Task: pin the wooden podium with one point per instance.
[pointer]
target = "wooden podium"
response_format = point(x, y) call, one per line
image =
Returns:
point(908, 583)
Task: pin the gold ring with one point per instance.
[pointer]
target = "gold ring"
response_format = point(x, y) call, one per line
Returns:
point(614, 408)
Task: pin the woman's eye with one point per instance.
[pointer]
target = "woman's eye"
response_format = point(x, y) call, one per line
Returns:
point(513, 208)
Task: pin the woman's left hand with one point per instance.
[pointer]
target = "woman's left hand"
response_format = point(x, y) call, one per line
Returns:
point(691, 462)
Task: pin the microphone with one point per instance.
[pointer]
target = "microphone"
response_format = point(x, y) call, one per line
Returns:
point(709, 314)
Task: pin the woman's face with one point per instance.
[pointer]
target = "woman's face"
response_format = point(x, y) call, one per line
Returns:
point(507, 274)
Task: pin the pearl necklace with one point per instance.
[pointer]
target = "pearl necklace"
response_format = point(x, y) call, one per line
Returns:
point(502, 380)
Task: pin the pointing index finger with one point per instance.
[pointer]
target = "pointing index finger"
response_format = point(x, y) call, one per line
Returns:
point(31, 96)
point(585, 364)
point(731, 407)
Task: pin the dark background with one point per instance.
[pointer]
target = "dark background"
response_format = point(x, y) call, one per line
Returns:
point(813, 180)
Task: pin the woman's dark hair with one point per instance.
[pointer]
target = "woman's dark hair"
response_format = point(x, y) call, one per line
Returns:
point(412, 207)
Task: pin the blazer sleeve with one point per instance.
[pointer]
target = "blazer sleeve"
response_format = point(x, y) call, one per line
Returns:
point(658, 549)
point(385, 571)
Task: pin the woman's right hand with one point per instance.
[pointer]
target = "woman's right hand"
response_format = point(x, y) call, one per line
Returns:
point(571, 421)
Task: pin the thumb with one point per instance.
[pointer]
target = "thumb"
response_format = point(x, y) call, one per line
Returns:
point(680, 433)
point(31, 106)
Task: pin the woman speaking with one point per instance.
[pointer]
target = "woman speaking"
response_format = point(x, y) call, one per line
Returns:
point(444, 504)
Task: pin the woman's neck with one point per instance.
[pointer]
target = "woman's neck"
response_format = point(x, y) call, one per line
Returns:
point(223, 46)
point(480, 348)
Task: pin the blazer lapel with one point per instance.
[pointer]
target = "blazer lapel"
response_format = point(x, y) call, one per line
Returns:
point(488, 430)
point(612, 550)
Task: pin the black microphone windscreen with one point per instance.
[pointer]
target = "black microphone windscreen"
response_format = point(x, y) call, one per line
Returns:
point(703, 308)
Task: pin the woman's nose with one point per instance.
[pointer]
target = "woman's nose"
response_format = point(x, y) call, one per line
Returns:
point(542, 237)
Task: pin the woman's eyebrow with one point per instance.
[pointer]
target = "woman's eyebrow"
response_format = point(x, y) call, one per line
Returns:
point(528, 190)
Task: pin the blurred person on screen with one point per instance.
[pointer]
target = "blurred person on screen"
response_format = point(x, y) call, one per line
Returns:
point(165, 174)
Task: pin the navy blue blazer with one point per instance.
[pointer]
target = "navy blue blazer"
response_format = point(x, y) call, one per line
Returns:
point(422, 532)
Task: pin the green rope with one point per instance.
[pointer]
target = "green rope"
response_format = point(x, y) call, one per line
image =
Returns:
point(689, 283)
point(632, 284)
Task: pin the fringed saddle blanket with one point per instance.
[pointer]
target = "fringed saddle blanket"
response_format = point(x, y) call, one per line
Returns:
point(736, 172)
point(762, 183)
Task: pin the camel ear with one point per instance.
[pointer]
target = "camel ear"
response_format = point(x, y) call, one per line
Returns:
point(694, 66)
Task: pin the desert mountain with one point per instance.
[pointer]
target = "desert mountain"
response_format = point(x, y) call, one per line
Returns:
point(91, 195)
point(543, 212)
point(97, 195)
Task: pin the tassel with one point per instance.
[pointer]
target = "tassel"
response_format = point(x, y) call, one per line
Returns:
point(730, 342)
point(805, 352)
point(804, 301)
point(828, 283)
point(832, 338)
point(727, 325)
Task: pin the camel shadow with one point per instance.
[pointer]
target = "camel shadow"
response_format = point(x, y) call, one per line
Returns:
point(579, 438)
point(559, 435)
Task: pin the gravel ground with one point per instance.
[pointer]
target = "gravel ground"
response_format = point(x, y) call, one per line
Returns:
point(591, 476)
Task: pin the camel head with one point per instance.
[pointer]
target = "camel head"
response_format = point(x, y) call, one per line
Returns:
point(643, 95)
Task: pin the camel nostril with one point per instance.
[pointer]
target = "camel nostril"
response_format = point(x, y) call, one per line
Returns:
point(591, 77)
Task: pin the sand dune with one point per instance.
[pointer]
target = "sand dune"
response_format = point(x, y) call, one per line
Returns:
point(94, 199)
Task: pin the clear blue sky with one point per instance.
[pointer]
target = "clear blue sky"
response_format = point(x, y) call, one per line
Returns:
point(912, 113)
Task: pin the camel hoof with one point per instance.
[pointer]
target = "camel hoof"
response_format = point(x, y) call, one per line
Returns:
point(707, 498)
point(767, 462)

[DO THIS]: Add 126 to every coordinate in the answers across the stretch from the line containing "Task: pin the camel hoof" through the end of the records, and write out all of those lines again, requests included.

[SOLUTION TO THE EXERCISE]:
Task: pin the camel hoof with one point per instance.
[pointer]
target = "camel hoof"
response_format = point(x, y) call, one per line
Returns:
point(833, 624)
point(893, 588)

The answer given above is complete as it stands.